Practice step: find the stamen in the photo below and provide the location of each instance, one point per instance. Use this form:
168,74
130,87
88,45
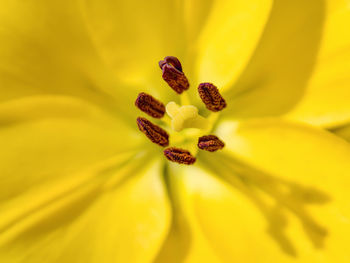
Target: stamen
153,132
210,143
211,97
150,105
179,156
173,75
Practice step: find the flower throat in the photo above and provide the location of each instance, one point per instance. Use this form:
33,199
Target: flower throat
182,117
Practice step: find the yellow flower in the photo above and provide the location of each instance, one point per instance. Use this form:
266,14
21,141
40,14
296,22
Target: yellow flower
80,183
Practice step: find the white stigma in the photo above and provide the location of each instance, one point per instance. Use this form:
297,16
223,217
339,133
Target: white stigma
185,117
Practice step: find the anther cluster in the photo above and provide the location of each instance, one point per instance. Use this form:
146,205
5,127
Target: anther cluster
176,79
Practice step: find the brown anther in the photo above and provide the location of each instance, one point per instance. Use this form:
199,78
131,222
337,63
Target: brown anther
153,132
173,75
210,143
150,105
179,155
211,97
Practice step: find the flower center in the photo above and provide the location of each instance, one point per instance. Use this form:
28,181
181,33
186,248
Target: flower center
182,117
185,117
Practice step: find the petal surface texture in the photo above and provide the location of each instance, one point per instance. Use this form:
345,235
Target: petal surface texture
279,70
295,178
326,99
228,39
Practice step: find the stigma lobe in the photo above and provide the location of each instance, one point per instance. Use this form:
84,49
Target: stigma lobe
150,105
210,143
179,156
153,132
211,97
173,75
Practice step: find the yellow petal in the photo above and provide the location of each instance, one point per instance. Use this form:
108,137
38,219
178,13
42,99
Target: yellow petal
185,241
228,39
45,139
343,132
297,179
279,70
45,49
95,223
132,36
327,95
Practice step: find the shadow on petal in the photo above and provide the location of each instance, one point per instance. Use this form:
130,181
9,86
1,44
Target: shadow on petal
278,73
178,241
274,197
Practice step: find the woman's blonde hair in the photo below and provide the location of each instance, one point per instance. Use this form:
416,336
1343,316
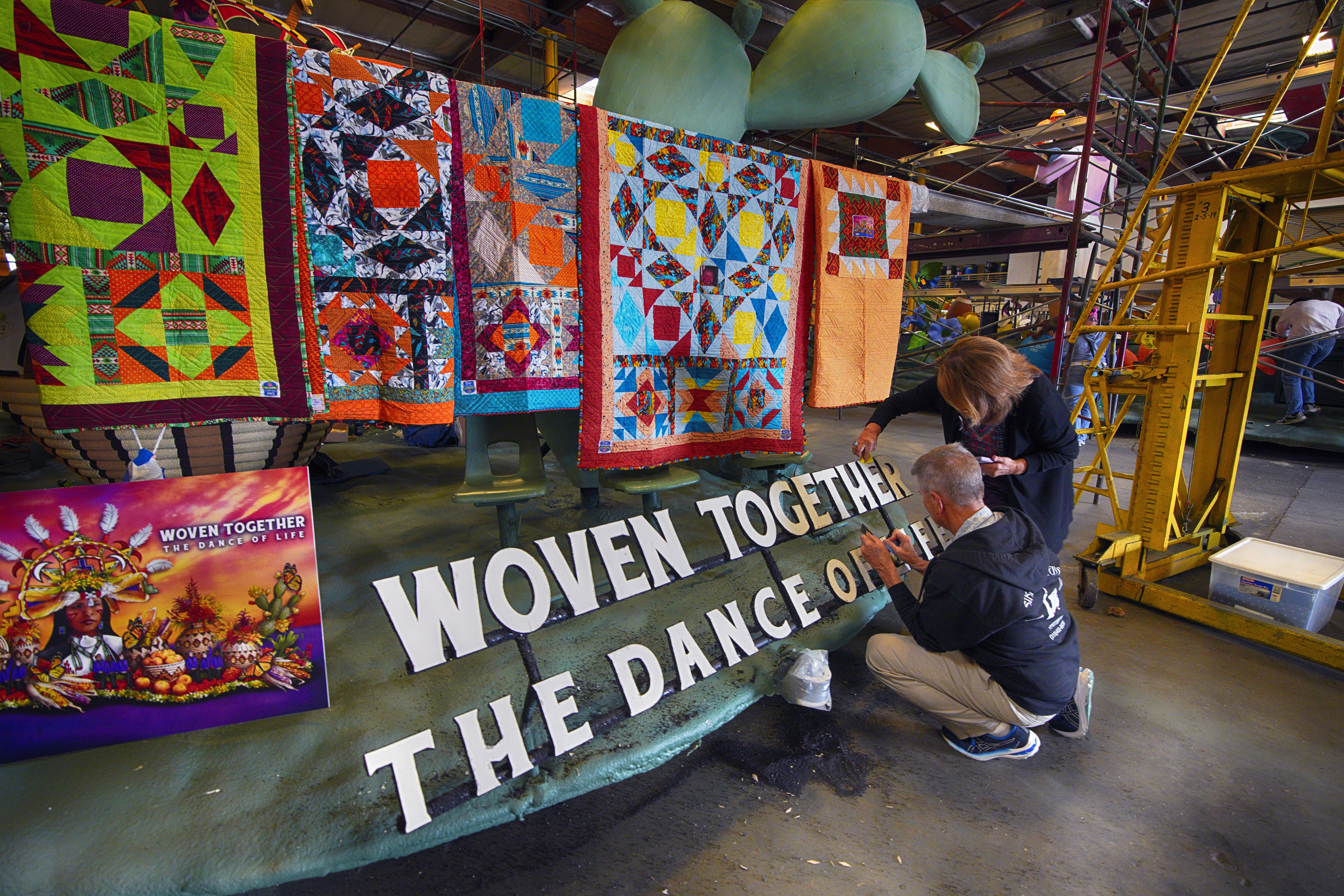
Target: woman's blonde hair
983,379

════

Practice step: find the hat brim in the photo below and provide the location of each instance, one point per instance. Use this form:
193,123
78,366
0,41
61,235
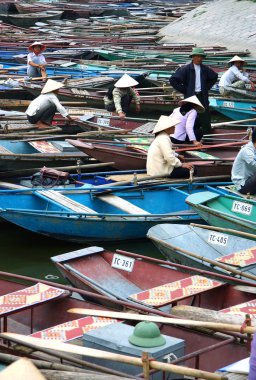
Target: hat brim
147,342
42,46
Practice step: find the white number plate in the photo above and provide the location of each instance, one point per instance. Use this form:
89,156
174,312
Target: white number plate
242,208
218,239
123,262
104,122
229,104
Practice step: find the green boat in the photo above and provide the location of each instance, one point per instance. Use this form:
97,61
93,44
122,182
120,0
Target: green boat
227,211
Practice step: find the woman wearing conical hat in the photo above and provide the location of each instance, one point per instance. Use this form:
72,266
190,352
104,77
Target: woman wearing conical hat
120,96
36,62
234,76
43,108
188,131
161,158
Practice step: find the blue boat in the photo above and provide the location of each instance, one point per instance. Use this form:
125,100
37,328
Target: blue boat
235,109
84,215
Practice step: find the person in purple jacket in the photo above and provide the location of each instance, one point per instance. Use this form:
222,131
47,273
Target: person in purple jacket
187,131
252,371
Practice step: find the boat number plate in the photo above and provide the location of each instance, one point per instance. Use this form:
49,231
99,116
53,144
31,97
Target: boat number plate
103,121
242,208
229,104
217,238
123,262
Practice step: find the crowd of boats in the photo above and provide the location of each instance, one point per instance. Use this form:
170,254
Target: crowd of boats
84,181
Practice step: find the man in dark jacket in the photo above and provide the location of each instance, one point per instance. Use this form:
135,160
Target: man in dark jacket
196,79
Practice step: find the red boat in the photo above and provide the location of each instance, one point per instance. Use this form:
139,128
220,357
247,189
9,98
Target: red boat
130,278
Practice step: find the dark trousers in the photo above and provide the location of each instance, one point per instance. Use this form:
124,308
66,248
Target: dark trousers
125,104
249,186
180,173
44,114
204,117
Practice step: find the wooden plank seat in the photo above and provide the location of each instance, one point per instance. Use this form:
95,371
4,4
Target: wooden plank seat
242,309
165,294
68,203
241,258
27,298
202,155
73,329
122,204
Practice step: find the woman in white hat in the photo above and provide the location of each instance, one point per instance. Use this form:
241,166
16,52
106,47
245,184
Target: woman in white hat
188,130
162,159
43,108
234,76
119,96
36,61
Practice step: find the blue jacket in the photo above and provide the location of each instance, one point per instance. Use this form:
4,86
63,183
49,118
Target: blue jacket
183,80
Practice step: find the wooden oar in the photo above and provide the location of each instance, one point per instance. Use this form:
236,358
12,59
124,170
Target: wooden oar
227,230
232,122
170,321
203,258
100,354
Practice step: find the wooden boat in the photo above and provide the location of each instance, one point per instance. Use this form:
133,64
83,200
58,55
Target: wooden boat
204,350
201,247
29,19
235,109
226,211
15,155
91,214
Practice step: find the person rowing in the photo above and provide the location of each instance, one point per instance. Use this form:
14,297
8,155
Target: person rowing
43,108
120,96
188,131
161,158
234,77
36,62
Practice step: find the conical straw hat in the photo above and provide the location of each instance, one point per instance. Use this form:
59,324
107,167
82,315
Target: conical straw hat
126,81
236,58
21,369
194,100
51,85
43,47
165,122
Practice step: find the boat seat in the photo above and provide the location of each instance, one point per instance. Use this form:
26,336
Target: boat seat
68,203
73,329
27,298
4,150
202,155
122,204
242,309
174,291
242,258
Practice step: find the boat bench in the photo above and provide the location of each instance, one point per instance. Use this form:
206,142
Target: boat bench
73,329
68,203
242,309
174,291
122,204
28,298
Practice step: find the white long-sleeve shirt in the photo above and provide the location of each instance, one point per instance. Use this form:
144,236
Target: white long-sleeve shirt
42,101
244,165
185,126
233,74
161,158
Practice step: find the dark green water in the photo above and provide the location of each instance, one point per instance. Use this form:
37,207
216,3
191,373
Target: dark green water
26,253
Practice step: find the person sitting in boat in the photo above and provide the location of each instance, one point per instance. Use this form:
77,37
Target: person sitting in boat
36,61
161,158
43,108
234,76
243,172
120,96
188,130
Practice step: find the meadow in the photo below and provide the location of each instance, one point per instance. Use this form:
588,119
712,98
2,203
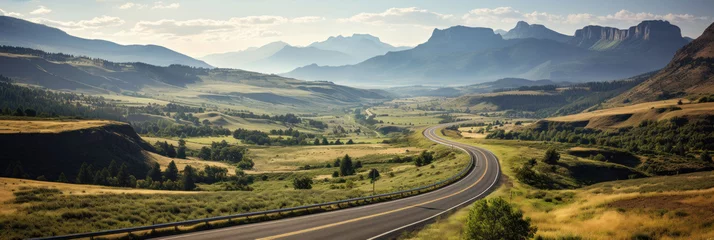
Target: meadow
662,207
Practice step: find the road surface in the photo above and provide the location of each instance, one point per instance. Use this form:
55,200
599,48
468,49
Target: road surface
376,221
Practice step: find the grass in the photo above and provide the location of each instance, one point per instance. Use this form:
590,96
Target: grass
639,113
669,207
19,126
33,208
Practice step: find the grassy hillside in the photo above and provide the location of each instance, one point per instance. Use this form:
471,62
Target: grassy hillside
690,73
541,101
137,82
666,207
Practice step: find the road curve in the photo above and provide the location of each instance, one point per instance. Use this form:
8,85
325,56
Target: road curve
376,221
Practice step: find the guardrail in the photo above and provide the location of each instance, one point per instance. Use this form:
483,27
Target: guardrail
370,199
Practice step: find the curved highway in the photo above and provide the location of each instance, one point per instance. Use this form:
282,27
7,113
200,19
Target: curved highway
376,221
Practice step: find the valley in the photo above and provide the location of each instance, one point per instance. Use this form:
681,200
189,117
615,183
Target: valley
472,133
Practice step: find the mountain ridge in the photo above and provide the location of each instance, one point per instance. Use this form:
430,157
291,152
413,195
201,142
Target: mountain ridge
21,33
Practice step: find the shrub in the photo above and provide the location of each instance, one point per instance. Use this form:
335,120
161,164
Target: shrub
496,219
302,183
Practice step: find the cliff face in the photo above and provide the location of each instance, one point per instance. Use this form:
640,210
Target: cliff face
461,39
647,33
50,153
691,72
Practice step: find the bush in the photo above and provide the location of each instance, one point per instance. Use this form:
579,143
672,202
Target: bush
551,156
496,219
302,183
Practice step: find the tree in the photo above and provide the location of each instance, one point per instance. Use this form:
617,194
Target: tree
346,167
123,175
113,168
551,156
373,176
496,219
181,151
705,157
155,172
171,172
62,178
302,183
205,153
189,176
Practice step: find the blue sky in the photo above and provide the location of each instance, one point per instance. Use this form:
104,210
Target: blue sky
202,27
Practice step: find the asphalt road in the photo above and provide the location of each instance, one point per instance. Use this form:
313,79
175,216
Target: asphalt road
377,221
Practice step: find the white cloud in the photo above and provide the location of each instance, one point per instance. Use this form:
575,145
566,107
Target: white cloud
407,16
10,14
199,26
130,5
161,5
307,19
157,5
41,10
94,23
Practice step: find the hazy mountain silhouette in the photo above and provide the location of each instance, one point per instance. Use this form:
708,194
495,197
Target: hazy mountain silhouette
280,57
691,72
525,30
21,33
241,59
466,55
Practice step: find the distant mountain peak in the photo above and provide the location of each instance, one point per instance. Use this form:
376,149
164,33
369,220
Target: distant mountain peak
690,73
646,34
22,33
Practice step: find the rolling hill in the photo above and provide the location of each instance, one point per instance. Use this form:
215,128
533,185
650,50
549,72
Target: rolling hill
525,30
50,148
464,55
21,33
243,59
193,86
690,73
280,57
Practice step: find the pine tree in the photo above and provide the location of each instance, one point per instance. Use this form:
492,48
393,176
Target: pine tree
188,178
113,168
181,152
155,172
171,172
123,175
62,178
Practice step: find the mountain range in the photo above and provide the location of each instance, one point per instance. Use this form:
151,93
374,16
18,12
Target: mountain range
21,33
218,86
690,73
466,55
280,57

════

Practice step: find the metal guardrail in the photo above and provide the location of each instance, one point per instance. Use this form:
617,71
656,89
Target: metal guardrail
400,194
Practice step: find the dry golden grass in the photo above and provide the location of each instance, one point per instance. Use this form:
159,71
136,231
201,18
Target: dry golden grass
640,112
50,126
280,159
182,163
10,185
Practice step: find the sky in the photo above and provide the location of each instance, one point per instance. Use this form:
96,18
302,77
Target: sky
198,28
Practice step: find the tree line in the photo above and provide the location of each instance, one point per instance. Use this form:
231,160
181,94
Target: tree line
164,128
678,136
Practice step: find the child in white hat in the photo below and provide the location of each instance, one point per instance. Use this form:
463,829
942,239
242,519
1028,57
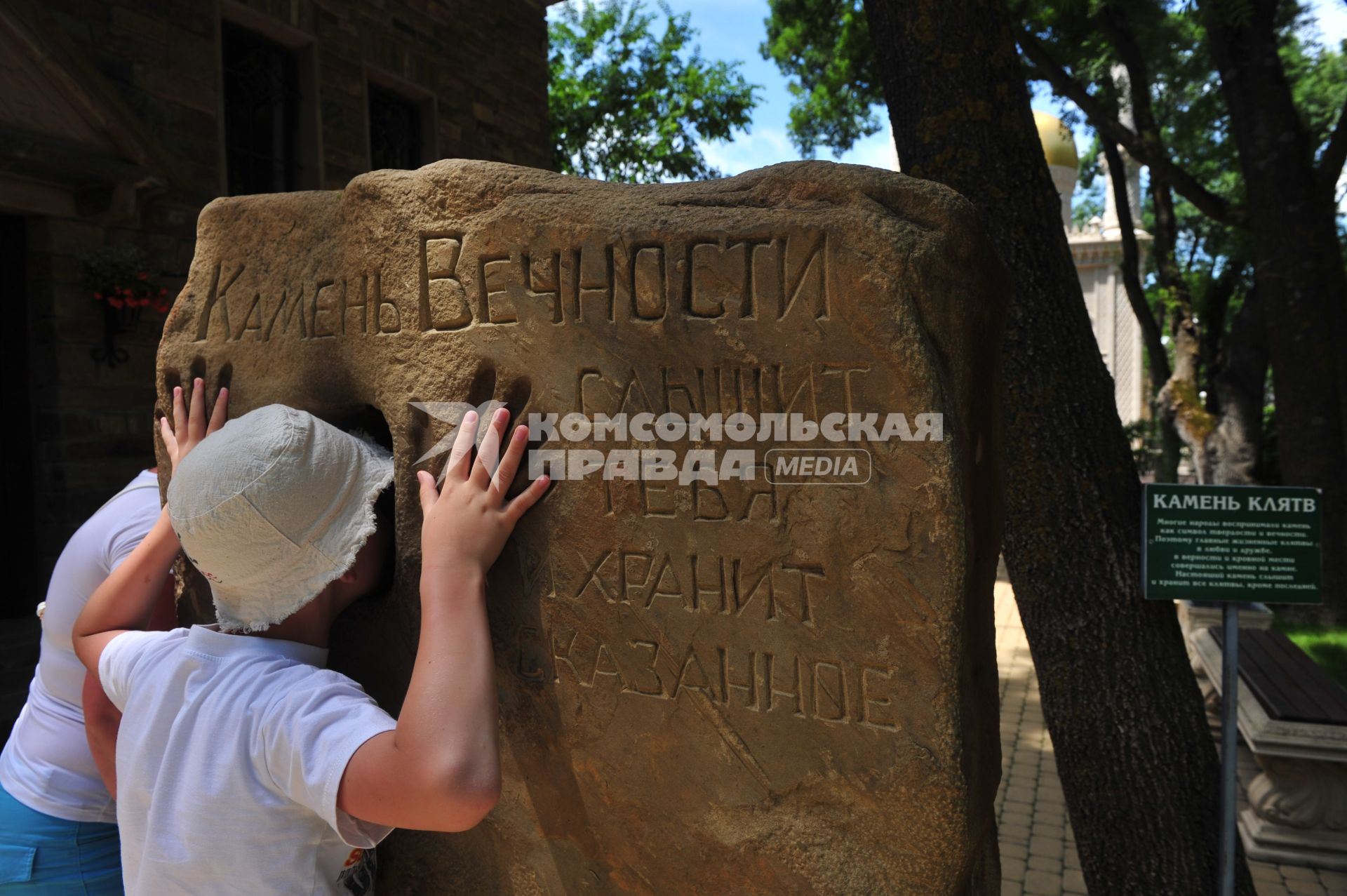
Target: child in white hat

════

▶ **Task brief**:
Return every line of the entries above that contains the word "tree", treating uppercase and lowercase as different.

▶ **Completed task**:
Practice step: find the tree in the photo above and provide the location of each instance, one point per instance. Use this form:
Target: tree
Practice step: find the pine tree in the photo above and provide the location of each instance, one point per instance. Use this form:
Target: pine tree
Practice step: find the tree line in the photo above and provide the location of each instance, one point per instance. Use this form:
Target: tree line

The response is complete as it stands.